### Aim of the task
Rewrite every line of the listing below, requests included, but shift each coordinate in the answer points by adding 63 to it; keep the sample points in the requests unchanged and omit the pictures.

[Saved data listing]
===============
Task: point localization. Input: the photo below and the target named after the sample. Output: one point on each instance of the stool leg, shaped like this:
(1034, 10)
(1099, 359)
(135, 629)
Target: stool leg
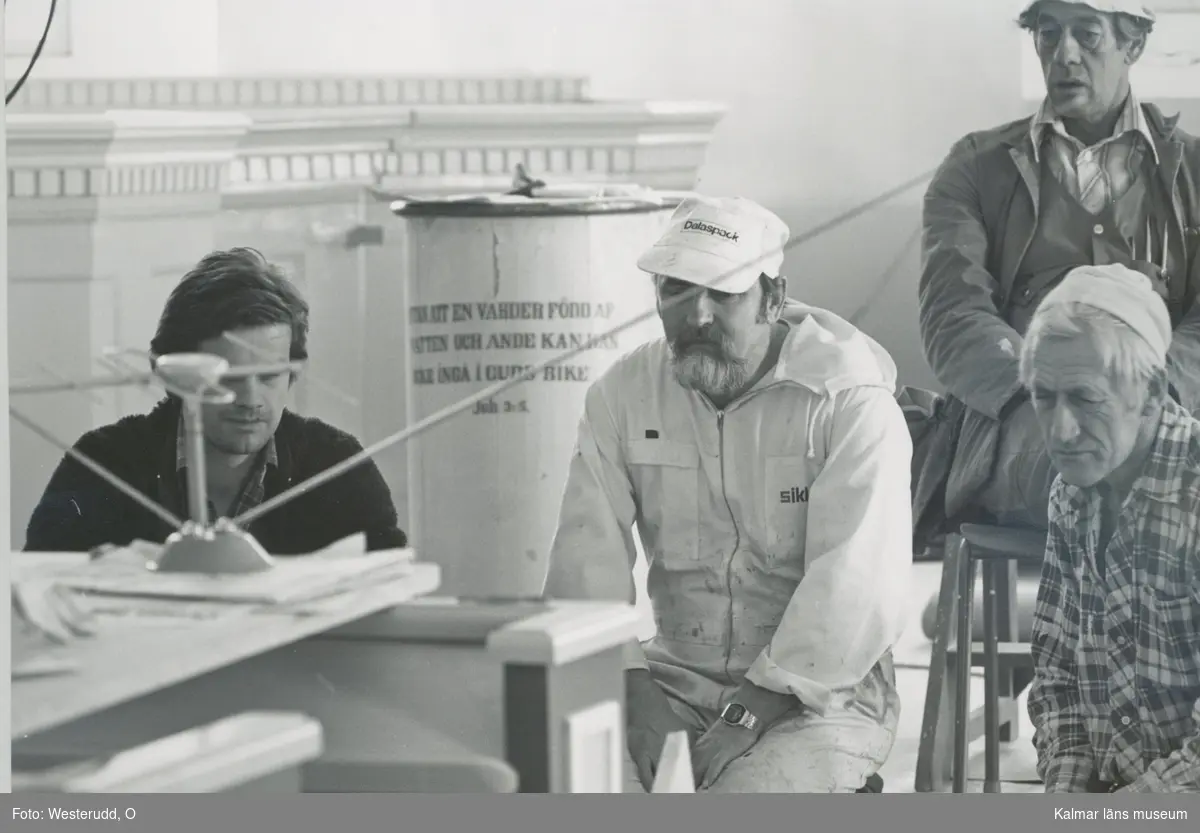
(990, 678)
(934, 750)
(963, 667)
(1008, 629)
===============
### Reply
Task: point localization. Input: the photo below and the target named after the sample. Output: one point on each instance of the stool leg, shaped like this:
(1034, 10)
(1099, 359)
(135, 629)
Target: stool leg
(1053, 741)
(997, 813)
(1026, 730)
(1071, 692)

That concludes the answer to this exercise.